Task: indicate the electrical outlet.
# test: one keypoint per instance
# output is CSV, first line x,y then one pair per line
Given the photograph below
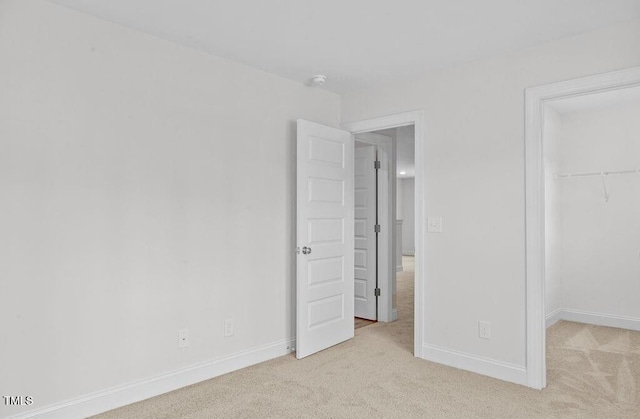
x,y
183,338
484,330
228,328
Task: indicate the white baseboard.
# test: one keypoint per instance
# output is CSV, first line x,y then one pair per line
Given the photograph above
x,y
125,394
480,365
600,319
554,317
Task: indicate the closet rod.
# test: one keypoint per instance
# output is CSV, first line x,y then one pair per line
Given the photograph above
x,y
586,174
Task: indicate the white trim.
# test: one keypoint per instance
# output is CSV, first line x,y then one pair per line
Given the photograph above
x,y
480,365
122,395
535,100
554,317
417,119
598,319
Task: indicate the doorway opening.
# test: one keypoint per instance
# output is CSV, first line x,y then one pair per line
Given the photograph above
x,y
582,190
398,140
325,263
388,189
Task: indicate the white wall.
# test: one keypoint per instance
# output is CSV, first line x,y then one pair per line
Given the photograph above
x,y
601,240
474,161
408,221
144,187
399,200
553,211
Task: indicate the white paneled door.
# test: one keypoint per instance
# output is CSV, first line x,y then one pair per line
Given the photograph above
x,y
325,286
364,233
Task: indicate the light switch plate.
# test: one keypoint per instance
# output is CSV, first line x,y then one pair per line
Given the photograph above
x,y
183,338
434,224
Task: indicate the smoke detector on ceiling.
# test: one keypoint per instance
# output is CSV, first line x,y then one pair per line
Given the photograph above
x,y
318,80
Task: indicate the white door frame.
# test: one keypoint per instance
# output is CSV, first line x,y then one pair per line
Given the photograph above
x,y
417,119
536,99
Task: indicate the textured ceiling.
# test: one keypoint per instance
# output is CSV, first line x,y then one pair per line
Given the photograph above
x,y
358,43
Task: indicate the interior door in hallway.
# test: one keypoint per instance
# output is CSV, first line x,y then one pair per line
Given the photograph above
x,y
365,254
325,242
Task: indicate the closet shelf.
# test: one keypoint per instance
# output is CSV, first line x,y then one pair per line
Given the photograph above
x,y
607,173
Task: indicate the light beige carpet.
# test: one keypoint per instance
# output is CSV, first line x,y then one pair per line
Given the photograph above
x,y
594,372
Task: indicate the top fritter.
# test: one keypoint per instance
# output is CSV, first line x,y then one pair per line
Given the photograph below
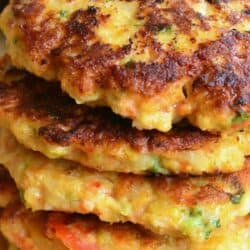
x,y
153,61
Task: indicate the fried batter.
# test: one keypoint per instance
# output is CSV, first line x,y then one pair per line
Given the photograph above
x,y
154,62
190,206
46,120
41,230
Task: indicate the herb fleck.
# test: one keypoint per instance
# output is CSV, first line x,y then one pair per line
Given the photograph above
x,y
236,198
63,13
241,117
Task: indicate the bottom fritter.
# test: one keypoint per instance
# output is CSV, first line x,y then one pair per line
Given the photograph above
x,y
58,231
195,207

::::::::

Switch each "photograph" in the records above to "image" and write all the records out again with nothing else altered. Leave the pictures out.

Task: indicate the electrical outlet.
# test: one keypoint per instance
# output is CSV, first line x,y then one pair per line
Given the image below
x,y
183,338
484,330
228,328
Task: indicate the white baseboard.
# test: one keypoint per instance
# output is CSV, first line x,y then one pair per line
Given the image above
x,y
125,394
480,365
600,319
554,317
Task: indicate the closet rod.
# test: one keypoint per instance
# output is CSV, first line x,y then one pair per line
Given the image above
x,y
586,174
Task: indicate the white trim.
# test: one keypoint per instance
# output is CSV, first line x,y then one pair per line
Given the image above
x,y
480,365
122,395
535,100
554,317
417,119
598,319
Task: indicate the doorway opening.
# test: one keypoint per instance
# output is CSV, first line x,y then one pair per line
Given the image above
x,y
582,190
398,140
325,263
388,189
Task: indicate the white wall.
# test: one keypoint per instance
# output is CSV, first line x,y then one pair per line
Given the image above
x,y
601,240
474,161
408,221
144,187
399,200
553,211
Task: indicate the white paneled door.
# test: one keypoint per instance
# output is CSV, first line x,y then one pair per line
Given the image above
x,y
325,286
364,233
Task: indicate the light switch plate.
# test: one keypoint per instance
# output is CSV, first line x,y then one pair per line
Given the image above
x,y
183,338
434,224
Task: indicate the smoke detector on ceiling.
# test: one keypoint per instance
# output is CSV, first line x,y then one pair per line
Given the image above
x,y
318,80
Task: indicate the white door frame.
# test: one keypoint per instance
# output is CSV, first line x,y then one pair per line
Given the image above
x,y
417,119
536,99
Task: indicate the textured ceiling.
# test: one keypoint per instance
# output is CSV, first line x,y then one pair per line
Given the image above
x,y
358,43
Task: indicate the interior door in hallway.
# test: one keypoint per instance
# output is CSV, first line x,y then one pair per line
Given the image above
x,y
365,254
325,242
Task: indicate the closet shelf.
# test: one keypoint per instance
# output is CSV, first line x,y then one pair per line
Given the image above
x,y
607,173
Task: indicate the light beige carpet.
# test: one keypoint per instance
# output is CSV, first line x,y then one pair per line
Given the image above
x,y
594,372
Task: indicate the top fritter.
# test: one keypoint per instance
# output is CSV, first line x,y then one pair per line
Given the image below
x,y
153,61
Task: indicate the fried batter.
# test: one keypoint per instance
# output is CSV, first line x,y then one pair per line
Given the image above
x,y
154,62
190,206
46,120
41,230
Task: indicate the herb fleck.
# test: one keypoint per instance
# output is CSV, first line x,y then one pair per line
Given the image above
x,y
236,198
63,13
241,117
Task: indicate the bottom fritter.
# test: one keypoint per instance
# output is CSV, first line x,y then one pair per line
Given the image above
x,y
58,231
195,207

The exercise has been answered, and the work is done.